*Exercise directions*
Transcribe the stretch of entries below from the line with "Query: pink tank top" through the line with "pixel 289 321", exactly and with both ends included; leave out all other lines.

*** Material supplied ***

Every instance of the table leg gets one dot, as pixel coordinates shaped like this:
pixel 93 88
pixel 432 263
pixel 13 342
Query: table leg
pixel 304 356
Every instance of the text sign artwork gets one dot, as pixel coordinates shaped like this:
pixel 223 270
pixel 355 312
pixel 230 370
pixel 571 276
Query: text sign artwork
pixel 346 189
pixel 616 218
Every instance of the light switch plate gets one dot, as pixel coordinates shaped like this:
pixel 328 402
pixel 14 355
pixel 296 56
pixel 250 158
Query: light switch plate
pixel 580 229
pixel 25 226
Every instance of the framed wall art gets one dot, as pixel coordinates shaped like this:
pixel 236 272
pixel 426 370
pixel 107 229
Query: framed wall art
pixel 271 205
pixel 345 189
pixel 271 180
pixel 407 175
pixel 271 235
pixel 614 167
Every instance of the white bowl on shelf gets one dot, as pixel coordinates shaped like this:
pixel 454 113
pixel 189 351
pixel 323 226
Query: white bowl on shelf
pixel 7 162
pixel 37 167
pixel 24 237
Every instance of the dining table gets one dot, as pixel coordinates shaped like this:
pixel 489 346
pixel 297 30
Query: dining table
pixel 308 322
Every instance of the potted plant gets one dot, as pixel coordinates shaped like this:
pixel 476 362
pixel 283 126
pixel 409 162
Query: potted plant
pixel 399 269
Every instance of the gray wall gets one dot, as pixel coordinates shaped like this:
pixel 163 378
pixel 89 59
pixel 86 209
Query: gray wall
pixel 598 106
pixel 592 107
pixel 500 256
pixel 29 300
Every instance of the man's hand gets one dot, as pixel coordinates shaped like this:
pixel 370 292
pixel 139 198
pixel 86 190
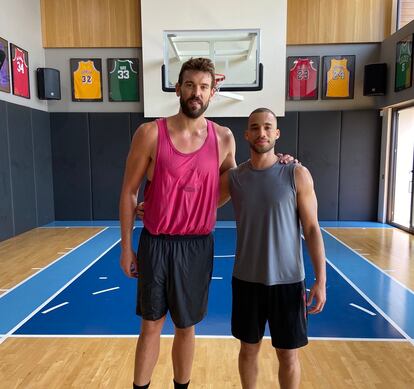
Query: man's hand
pixel 139 210
pixel 286 159
pixel 318 292
pixel 129 263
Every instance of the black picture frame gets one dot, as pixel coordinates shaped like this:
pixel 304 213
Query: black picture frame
pixel 119 89
pixel 404 64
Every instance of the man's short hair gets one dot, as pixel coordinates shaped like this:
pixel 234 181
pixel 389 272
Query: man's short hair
pixel 267 110
pixel 198 65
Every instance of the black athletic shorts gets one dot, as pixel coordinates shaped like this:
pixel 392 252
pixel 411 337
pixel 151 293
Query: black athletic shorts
pixel 283 306
pixel 174 273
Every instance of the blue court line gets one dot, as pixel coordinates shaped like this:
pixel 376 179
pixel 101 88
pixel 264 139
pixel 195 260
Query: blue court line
pixel 353 224
pixel 20 302
pixel 219 224
pixel 395 300
pixel 88 223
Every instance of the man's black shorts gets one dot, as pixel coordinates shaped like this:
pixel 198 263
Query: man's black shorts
pixel 174 273
pixel 283 306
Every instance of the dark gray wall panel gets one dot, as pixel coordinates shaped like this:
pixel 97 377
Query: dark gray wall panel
pixel 6 210
pixel 319 144
pixel 359 165
pixel 42 150
pixel 110 140
pixel 22 170
pixel 71 166
pixel 288 141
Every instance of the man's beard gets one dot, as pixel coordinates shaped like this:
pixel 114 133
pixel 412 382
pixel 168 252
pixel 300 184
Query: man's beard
pixel 192 113
pixel 262 149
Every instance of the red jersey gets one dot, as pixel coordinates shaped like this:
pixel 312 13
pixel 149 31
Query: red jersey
pixel 183 195
pixel 20 74
pixel 303 79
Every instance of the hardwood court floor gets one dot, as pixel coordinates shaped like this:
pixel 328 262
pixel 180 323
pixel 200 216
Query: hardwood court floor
pixel 49 363
pixel 21 255
pixel 390 249
pixel 41 363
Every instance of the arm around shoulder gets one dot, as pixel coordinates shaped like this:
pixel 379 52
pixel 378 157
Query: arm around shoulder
pixel 308 214
pixel 227 148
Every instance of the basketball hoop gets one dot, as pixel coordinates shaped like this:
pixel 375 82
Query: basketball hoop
pixel 219 82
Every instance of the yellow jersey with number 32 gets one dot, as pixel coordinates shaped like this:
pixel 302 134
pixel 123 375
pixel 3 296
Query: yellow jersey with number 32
pixel 87 81
pixel 338 79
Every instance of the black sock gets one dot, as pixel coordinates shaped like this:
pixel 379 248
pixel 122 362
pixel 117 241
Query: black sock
pixel 141 387
pixel 181 386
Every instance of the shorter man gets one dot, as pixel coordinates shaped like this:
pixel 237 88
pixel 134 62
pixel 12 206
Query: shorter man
pixel 271 201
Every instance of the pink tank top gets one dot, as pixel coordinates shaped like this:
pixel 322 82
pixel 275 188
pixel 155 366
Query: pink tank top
pixel 183 195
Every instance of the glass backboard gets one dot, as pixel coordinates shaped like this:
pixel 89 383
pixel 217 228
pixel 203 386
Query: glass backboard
pixel 235 54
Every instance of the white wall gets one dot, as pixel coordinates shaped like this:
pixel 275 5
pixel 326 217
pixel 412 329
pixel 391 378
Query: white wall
pixel 267 15
pixel 20 23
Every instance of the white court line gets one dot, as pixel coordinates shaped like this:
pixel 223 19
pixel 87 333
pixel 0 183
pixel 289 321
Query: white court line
pixel 392 322
pixel 105 290
pixel 363 309
pixel 50 264
pixel 201 337
pixel 27 318
pixel 55 307
pixel 372 263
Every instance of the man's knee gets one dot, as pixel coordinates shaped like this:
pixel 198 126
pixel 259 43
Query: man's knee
pixel 249 350
pixel 187 332
pixel 288 358
pixel 152 327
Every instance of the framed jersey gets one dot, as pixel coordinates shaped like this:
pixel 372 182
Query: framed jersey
pixel 302 78
pixel 20 71
pixel 4 66
pixel 123 79
pixel 338 77
pixel 86 76
pixel 404 64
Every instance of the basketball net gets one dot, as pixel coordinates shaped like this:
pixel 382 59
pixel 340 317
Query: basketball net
pixel 219 81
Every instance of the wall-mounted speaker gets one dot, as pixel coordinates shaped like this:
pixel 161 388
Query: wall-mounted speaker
pixel 375 79
pixel 48 84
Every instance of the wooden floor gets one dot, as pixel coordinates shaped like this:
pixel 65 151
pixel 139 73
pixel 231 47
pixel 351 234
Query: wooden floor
pixel 390 249
pixel 50 363
pixel 26 254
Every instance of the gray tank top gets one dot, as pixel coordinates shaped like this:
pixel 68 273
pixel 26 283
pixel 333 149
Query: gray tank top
pixel 269 247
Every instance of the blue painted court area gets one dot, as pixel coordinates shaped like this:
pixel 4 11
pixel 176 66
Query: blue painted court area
pixel 101 301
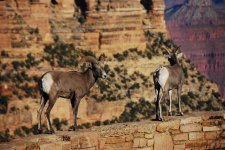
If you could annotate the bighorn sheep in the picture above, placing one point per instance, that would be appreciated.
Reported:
(168, 78)
(72, 85)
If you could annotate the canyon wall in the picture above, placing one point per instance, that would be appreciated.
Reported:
(201, 36)
(105, 26)
(196, 131)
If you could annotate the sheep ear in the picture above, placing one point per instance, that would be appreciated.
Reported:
(180, 55)
(88, 65)
(102, 57)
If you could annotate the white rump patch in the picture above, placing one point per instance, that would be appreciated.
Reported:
(163, 76)
(47, 82)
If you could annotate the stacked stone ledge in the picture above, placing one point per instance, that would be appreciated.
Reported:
(198, 131)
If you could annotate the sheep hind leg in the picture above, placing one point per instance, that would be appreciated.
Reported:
(170, 96)
(39, 112)
(47, 114)
(179, 102)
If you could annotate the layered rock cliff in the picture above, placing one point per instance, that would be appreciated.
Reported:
(95, 25)
(199, 28)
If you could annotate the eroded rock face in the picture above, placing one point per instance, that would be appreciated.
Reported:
(108, 26)
(200, 35)
(23, 24)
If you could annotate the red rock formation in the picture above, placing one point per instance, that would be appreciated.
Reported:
(200, 29)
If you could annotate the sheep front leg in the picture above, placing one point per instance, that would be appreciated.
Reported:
(76, 105)
(170, 96)
(39, 112)
(52, 100)
(179, 103)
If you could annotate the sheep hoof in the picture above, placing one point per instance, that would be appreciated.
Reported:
(39, 131)
(75, 129)
(50, 131)
(158, 119)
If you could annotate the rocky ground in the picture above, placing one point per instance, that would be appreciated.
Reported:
(193, 131)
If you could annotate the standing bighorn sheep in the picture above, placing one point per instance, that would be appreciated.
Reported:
(167, 78)
(72, 85)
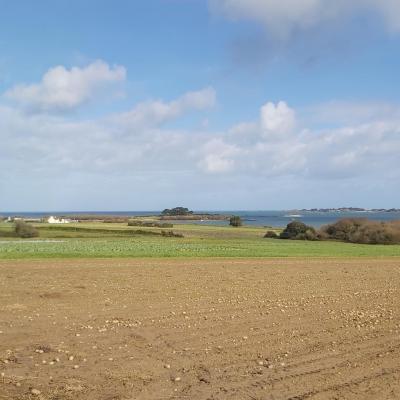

*** End of Material supplied ***

*Result*
Query: pink tank top
pixel 183 195
Every instance of the glass backboard gets one dot, as pixel coordinates shaped like this:
pixel 89 383
pixel 217 228
pixel 203 386
Query: glass backboard
pixel 235 54
Every instance of the white wall gets one dot, as pixel coordinates shaped like this:
pixel 275 5
pixel 326 217
pixel 412 329
pixel 391 378
Query: white wall
pixel 267 15
pixel 20 23
Every instance of the white court line gets one dot, as pixel coordinates shaped like this:
pixel 223 19
pixel 87 333
pixel 0 183
pixel 289 321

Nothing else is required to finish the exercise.